▶ **Records for this task**:
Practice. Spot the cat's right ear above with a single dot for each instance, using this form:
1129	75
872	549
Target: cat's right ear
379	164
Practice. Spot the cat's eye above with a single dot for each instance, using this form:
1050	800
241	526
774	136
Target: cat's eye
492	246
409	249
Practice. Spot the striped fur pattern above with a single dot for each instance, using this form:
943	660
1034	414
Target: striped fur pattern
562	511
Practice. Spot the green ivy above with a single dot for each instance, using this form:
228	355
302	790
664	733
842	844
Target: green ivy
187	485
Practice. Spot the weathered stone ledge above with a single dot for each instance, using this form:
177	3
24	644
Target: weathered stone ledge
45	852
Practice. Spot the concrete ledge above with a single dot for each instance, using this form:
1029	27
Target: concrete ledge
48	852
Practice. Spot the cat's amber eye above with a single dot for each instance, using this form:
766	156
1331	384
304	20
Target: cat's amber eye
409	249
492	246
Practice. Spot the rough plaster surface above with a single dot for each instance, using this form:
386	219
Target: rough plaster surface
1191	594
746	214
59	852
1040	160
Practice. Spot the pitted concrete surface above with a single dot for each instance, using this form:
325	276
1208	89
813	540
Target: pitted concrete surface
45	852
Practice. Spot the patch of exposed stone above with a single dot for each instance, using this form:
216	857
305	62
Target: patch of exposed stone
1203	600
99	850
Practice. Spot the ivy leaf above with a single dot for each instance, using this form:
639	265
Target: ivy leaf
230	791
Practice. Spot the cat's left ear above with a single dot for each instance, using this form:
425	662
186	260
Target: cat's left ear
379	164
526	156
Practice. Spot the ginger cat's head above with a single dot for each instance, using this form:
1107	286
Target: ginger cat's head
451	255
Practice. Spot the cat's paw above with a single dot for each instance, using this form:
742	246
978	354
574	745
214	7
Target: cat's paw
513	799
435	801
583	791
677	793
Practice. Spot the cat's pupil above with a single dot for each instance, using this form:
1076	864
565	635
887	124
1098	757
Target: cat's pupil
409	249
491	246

▶ **Work to be completed**: Reply with exactly the lines from the one containing "Practice. Spot the patch" to the last line of the material, inclusive, and with nothing more.

▶ **Solution to the problem**:
Practice. Spot the patch of exposed stone above with a single dot for each instance, using this form:
216	857
305	62
Target: patch of exposed stone
1203	600
99	850
Practice. Spot the ivy leaf above with a single dot for each instance, using this form:
639	265
Target: ivy leaf
230	791
Practice. Spot the cat's left ear above with a single dot for each instance, using this form:
425	662
186	260
Target: cat's left ear
379	164
526	156
Practice. Spot the ginger cat's head above with a single dot for each instance, using this form:
1107	286
Target: ginger cat's head
451	255
Practice. Spot the cat's paw above with a single dot for each instance, using this form:
742	246
978	354
574	745
214	7
Target: cat's paw
513	799
435	801
583	791
677	793
Practice. Spot the cat's pupil above with a single dot for each instance, using this form:
1076	864
565	635
887	124
1098	757
Target: cat's pupil
409	249
491	246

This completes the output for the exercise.